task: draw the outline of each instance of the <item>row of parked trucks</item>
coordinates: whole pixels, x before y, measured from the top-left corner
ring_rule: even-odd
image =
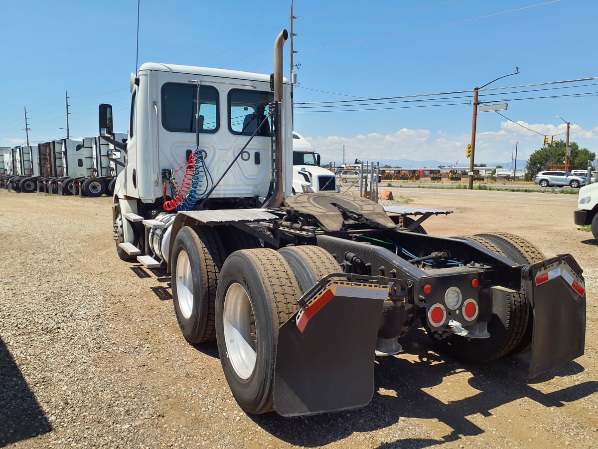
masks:
[[[115,138],[126,141],[127,134],[115,133]],[[25,193],[111,196],[124,166],[123,160],[108,158],[114,148],[99,136],[2,147],[0,187]]]

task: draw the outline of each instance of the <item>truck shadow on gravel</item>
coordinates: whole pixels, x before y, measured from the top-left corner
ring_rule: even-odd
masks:
[[[493,409],[517,399],[527,398],[547,408],[560,407],[565,402],[598,391],[598,381],[582,383],[549,394],[533,387],[535,383],[583,371],[583,368],[575,362],[528,381],[529,356],[505,358],[492,365],[475,366],[438,355],[426,336],[410,336],[401,343],[403,353],[411,357],[377,358],[374,397],[365,407],[294,418],[285,418],[275,413],[250,417],[277,438],[307,447],[338,441],[356,432],[385,429],[405,418],[430,420],[441,423],[441,427],[451,429],[438,439],[407,438],[388,441],[379,446],[417,448],[456,441],[462,436],[481,434],[484,430],[466,417],[475,414],[490,417]],[[414,358],[417,360],[414,361]],[[466,381],[469,387],[465,389],[468,397],[445,403],[425,391],[442,384],[447,376],[460,373],[471,376]],[[440,389],[446,391],[450,388]],[[461,393],[460,397],[462,396]],[[405,425],[414,425],[404,422]]]
[[[52,426],[0,337],[0,447],[51,430]]]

SET TASK: Can you output every line of the items above as a JSON list of strings, one string per line, with blank lines and the pictures left out?

EXPECTED ANSWER:
[
  "task: draw the outline of each instance of the <item>row of parked trucks</item>",
  "coordinates: whole pixels, x before y, measured from the top-left corner",
  "ring_rule: even-odd",
  "image =",
  "masks:",
  "[[[115,138],[126,141],[127,134],[115,133]],[[25,193],[111,196],[124,166],[123,160],[108,158],[114,148],[99,136],[2,147],[0,187]]]",
  "task: draw the outline of each instance of the <item>truck shadow on gravel</item>",
  "coordinates: whole pixels, x before y, measured from the top-left corner",
  "ring_rule: even-odd",
  "masks:",
  "[[[493,409],[517,399],[527,398],[547,408],[560,407],[565,402],[598,391],[598,381],[582,383],[549,394],[533,387],[535,383],[583,371],[583,368],[575,362],[528,381],[529,356],[505,358],[492,365],[475,366],[438,355],[426,336],[410,336],[401,343],[403,353],[411,357],[377,358],[374,397],[365,407],[294,418],[285,418],[275,413],[250,417],[277,438],[307,447],[338,441],[356,432],[385,429],[405,418],[430,420],[441,423],[441,427],[451,429],[438,439],[407,438],[388,441],[379,446],[417,448],[456,441],[462,436],[481,434],[484,430],[466,417],[475,414],[490,417]],[[414,358],[417,360],[414,361]],[[466,381],[469,387],[465,389],[468,397],[445,403],[425,391],[442,384],[447,376],[460,373],[471,376]],[[440,389],[446,391],[450,388]],[[461,393],[460,397],[462,396]],[[405,425],[414,425],[404,422]]]",
  "[[[52,426],[0,337],[0,447],[51,430]]]"
]